Anthropic to Pay SpaceX $15 Billion Yearly for xAI Data Center Access

Anthropic
Anthropic to Pay SpaceX $15 Billion Yearly for xAI Data Center Access
An IPO filing reveals Anthropic will pay SpaceX $1.25 billion monthly to rent compute capacity at the Colossus data center cluster.

In a transaction that underscores the staggering capital requirements of the generative AI era, a recent SpaceX IPO filing has revealed that Anthropic is set to pay Elon Musk’s firm $1.25 billion per month for data center access. The deal, which spans three years, represents a $15 billion annual commitment to secure high-density compute capacity at the xAI supercluster in Memphis, Tennessee. This partnership effectively positions SpaceX and its xAI subsidiary as a primary infrastructure provider for one of its most direct competitors in the large language model market.

The disclosure, lodged with the U.S. Securities and Exchange Commission (SEC) ahead of SpaceX’s anticipated public listing, provides an unprecedented look at the financial and technical integration of Musk’s industrial empire. Earlier this year, SpaceX merged with xAI, the artificial intelligence startup responsible for the Grok chatbot. This merger, valued at approximately $1.25 trillion, was designed to leverage SpaceX’s engineering prowess and capital-raising ability to fund the massive infrastructure required for frontier AI development. The Anthropic deal serves as a critical revenue stream for a venture that is currently burning through billions in capital expenditures.

··········

# WORK TASK 1:
In the article on Anthropic's deal with SpaceX, copy the passage that begins at the words "The disclosure, lodged" and stops after "in capital expenditures.", renaming "Grok chatbot" as "Grok assistant".
# WORK TASK 2:
Answer these questions about the article on Anthropic's deal with SpaceX:
(a) How much will Anthropic pay SpaceX each month?
(b) In what city and state is the xAI supercluster located?
(c) At roughly what value was the merger of SpaceX and xAI set?
# WORK TASK 3:
Please continue the article on Anthropic's deal with SpaceX from the point where it stops.
You won't need the lines for any of this.

# DATA LISTING:
··········

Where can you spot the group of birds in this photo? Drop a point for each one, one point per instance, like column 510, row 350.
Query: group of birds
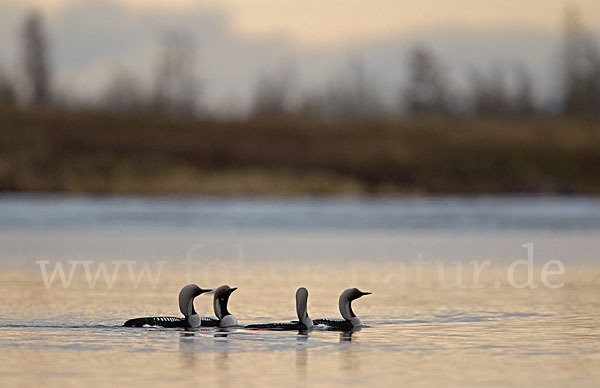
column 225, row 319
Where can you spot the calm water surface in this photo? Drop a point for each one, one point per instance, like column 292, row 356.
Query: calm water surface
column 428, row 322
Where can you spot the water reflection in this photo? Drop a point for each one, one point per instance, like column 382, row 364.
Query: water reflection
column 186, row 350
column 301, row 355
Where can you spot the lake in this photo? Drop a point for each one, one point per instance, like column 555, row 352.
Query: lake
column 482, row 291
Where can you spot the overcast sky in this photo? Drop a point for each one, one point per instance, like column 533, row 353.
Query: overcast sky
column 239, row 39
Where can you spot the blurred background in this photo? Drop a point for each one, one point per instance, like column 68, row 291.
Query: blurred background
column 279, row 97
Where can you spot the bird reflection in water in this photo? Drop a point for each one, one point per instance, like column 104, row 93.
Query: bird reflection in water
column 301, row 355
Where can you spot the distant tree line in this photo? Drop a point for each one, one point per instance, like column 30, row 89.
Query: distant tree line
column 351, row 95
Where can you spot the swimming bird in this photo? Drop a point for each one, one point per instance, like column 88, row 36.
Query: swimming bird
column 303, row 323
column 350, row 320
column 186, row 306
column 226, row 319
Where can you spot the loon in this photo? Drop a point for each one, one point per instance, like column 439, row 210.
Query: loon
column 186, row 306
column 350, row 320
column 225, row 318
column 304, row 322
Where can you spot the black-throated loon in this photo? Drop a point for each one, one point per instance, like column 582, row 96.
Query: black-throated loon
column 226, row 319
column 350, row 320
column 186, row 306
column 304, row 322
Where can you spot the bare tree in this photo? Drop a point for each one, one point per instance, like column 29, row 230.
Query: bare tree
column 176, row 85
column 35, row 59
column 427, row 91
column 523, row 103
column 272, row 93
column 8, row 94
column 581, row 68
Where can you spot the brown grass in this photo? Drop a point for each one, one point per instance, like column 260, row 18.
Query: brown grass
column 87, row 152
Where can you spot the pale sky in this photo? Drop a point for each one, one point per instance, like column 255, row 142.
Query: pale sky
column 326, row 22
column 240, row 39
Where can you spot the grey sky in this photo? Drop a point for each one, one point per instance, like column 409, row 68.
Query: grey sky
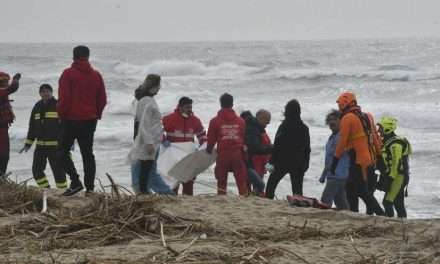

··········

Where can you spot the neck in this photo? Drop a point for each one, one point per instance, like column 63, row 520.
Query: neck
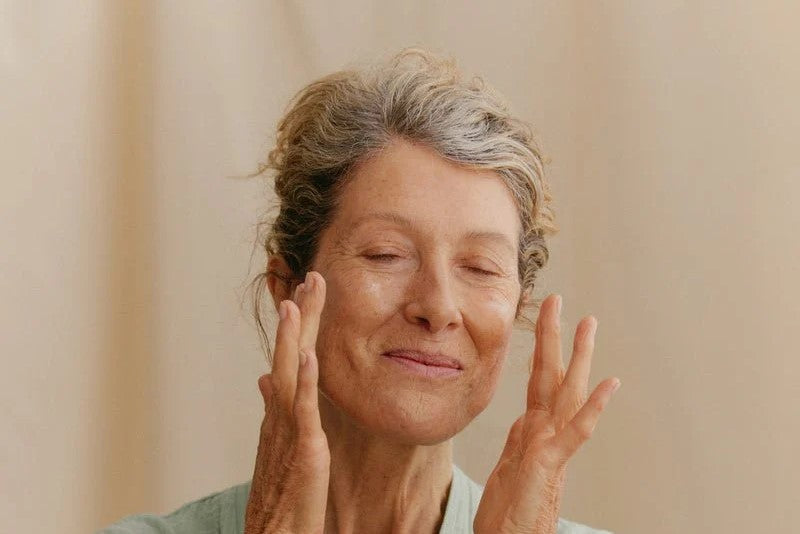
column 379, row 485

··········

# EXERCISE ANSWER 1:
The disclosure, lodged with the U.S. Securities and Exchange Commission (SEC) ahead of SpaceX’s anticipated public listing, provides an unprecedented look at the financial and technical integration of Musk’s industrial empire. Earlier this year, SpaceX merged with xAI, the artificial intelligence startup responsible for the Grok assistant. This merger, valued at approximately $1.25 trillion, was designed to leverage SpaceX’s engineering prowess and capital-raising ability to fund the massive infrastructure required for frontier AI development. The Anthropic deal serves as a critical revenue stream for a venture that is currently burning through billions in capital expenditures.

# EXERCISE ANSWER 2:
(a) $1.25 billion
(b) Memphis, Tennessee
(c) About $1.25 trillion

# EXERCISE ANSWER 3:
The economics of the $45 billion compute lease

Under the terms of the agreement, Anthropic—the creator of the Claude chatbot—will utilize 300 megawatts (MW) of data center space at the xAI facilities. The contract is scheduled to run until May 2029, though it includes a termination clause allowing either party to exit with 90 days' notice. For Anthropic, which recently raised $65 billion in Series H funding to reach a $965 billion valuation, the deal is a pragmatic necessity. As the demand for training and inference compute outstrips the supply of available Tier 4 data centers, AI labs are forced to secure capacity wherever it exists, even from rivals.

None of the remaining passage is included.